● Work required
From the essay on chronic illness below, write out the passage from "I find self" to "calling themselves cripples." word for word.

● Exercise text
Chronically Nauseating

To be fair at the moment I have a bit of a runny nose, probably brought on by the onset of spring and nothing to worry about. Apart from that, however, I do not nor have I ever seen myself as sick or ill. I have a congenital physical disability, but I have known for a long time that that is no reason to feel sorry for myself. In fact I am probably one of the luckiest, healthiest people around.

I find self pity utterly repugnant. I think I have written here before that one of the reasons I admired people like Lyn so much was that they never complained about their Disabilities, despite the severity of their conditions. Recently online though, I have been coming across more and more videos by people styling themselves as “sick” or “chronically ill”. The content they post seems based wholly upon this status, and they frame their entire online identities around being unwell. While I am aware that not all medical conditions are obvious, in their videos they appear perfectly well, and usually upload every detail or two. What I find most provocative though, is that, while they appear to be able bodied, they also refer to themselves as disabled, even occasionally calling themselves cripples.

● Records taken from a dataset
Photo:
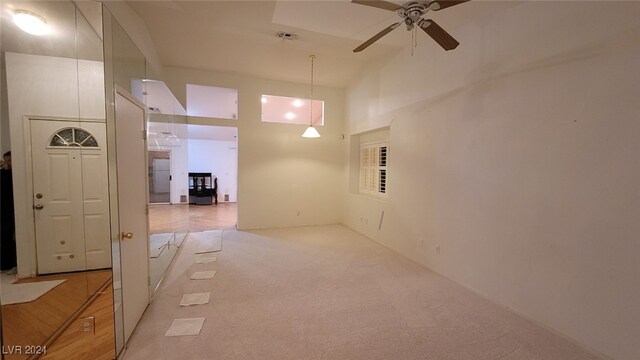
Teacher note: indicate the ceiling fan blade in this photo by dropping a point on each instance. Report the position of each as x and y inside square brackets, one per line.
[439, 35]
[376, 37]
[379, 4]
[443, 4]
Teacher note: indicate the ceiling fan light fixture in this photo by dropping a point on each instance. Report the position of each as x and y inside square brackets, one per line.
[31, 23]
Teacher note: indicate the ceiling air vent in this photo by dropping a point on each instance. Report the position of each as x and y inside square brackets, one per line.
[286, 36]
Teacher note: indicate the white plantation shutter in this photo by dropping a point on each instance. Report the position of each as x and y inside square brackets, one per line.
[373, 168]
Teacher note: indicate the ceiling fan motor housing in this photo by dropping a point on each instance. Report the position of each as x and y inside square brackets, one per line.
[412, 13]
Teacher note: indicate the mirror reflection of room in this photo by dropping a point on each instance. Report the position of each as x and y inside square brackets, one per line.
[181, 199]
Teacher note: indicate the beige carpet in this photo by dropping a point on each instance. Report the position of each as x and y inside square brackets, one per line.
[327, 293]
[11, 293]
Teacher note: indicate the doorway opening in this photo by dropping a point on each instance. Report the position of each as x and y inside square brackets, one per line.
[213, 150]
[159, 163]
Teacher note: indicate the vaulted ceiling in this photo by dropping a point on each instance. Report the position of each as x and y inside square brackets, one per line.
[239, 36]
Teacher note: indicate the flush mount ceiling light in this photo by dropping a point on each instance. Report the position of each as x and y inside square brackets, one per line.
[31, 23]
[311, 132]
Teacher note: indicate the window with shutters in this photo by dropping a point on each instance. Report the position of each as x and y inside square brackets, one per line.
[373, 168]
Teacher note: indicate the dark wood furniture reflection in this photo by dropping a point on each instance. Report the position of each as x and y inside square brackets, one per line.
[203, 190]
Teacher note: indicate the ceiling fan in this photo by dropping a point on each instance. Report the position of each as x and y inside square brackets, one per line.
[411, 14]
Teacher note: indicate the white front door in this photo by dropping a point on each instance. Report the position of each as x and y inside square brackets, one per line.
[70, 195]
[131, 152]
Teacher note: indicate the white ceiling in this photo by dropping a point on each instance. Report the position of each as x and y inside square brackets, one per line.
[165, 130]
[239, 36]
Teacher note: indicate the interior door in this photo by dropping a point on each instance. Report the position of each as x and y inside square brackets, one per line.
[132, 208]
[70, 197]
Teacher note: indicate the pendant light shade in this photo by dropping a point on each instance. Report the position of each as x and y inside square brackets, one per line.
[311, 132]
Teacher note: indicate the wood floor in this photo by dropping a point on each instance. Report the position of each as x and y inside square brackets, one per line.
[33, 323]
[185, 218]
[99, 344]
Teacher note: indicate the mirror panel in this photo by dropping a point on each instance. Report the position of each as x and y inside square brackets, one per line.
[53, 111]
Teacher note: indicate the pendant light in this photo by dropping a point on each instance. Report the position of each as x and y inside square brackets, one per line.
[311, 132]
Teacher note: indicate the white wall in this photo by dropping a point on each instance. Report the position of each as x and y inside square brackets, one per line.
[283, 179]
[209, 101]
[219, 158]
[44, 86]
[517, 154]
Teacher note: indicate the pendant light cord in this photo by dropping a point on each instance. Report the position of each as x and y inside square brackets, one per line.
[312, 58]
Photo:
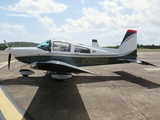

● Solution
I find self pity utterly repugnant. I think I have written here before that one of the reasons I admired people like Lyn so much was that they never complained about their Disabilities, despite the severity of their conditions. Recently online though, I have been coming across more and more videos by people styling themselves as “sick” or “chronically ill”. The content they post seems based wholly upon this status, and they frame their entire online identities around being unwell. While I am aware that not all medical conditions are obvious, in their videos they appear perfectly well, and usually upload every detail or two. What I find most provocative though, is that, while they appear to be able bodied, they also refer to themselves as disabled, even occasionally calling themselves cripples.